• STORED ROWS:
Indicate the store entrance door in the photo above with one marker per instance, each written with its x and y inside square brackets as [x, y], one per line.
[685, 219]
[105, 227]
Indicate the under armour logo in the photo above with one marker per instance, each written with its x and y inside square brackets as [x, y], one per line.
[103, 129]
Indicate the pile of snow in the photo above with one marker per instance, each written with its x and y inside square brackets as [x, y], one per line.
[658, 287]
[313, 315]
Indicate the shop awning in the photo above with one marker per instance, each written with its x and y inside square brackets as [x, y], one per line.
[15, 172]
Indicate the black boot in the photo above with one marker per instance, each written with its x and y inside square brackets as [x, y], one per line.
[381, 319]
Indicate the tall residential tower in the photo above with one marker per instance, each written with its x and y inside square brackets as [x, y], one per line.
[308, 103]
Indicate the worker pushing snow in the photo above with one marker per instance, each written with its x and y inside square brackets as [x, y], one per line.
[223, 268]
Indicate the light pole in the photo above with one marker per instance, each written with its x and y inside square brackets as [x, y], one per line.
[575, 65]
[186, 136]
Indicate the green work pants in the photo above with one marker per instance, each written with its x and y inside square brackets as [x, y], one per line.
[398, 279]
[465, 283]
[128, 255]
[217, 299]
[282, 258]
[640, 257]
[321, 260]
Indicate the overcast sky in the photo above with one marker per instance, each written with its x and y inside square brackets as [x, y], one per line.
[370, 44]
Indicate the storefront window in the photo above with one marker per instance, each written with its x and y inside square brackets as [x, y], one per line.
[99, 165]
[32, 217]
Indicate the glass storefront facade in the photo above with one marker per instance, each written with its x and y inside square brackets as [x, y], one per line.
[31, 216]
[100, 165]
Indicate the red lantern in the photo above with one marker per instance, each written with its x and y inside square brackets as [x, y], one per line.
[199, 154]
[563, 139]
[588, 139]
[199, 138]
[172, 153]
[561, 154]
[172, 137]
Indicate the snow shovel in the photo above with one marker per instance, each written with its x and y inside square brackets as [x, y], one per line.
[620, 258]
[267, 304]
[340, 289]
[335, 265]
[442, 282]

• WHAT YOU HAVE TO DO:
Can you quote the whole listing above word for word, from its first line to its last?

• FINISHED EXERCISE:
Indicate the store entrance door in the photo above with one marker per instance, each written with its x and y inside square brackets as [x, y], one per line.
[685, 219]
[105, 227]
Indicate the under armour logo in the photo above with one marker per instance, each written with its x and y inside square brackets as [x, y], one per line.
[103, 129]
Indicate the pile of snow in the photo above with one marker per instance, each written with its x and y inside square brackets as [x, y], one per line.
[658, 287]
[313, 315]
Indicate the shop awning in the photo above with one marker per instance, each written with its x and y inside square brackets as [x, y], one per line.
[15, 172]
Indicate the black boot in the photo above with one marker per instance, each written with its x and y inside square brackets as [x, y], one per line.
[381, 319]
Indicate the tall residential tower in the photo above with one marker per instance, each written with its x and y inside square brackets as [x, y], one per line.
[308, 103]
Indicate the worker pushing snow in the photo above with one marker per instance, each written with its x and y inside square brackets as [x, y], one per line.
[223, 268]
Indicate the light pole in the photo above with one marker per instance, each written with its x and y inside square brackets as [x, y], one per line.
[575, 65]
[186, 136]
Indicate the green work pants in the photo above with one marker per instance, each written with its x and y inside square brackets as [x, y], one per line.
[398, 279]
[465, 283]
[128, 255]
[217, 299]
[282, 258]
[640, 257]
[321, 260]
Indicate the overcast sky in the photo above with one marker per instance, each written with its x and y inside square brackets as [x, y], one per line.
[370, 44]
Indicate the storefront window in the photo above with one marker per instance, each written with its x and y inside square brackets as [x, y], one per line.
[99, 165]
[32, 217]
Indicate the glass storefront facade in the photo above with one marker per instance, each written with its x and y inside square brackets as [x, y], one per line.
[31, 216]
[100, 165]
Indicate the red lantern in the photo above with one marker per instance, each written with its x and y inside square brackets as [x, y], one per line.
[199, 154]
[563, 139]
[588, 139]
[199, 138]
[172, 153]
[561, 154]
[172, 137]
Indicate the snow shovel in the photo above with one marker per instance, each written with its x and y inside square brackets as [x, y], one per line.
[620, 258]
[267, 304]
[340, 289]
[335, 265]
[442, 282]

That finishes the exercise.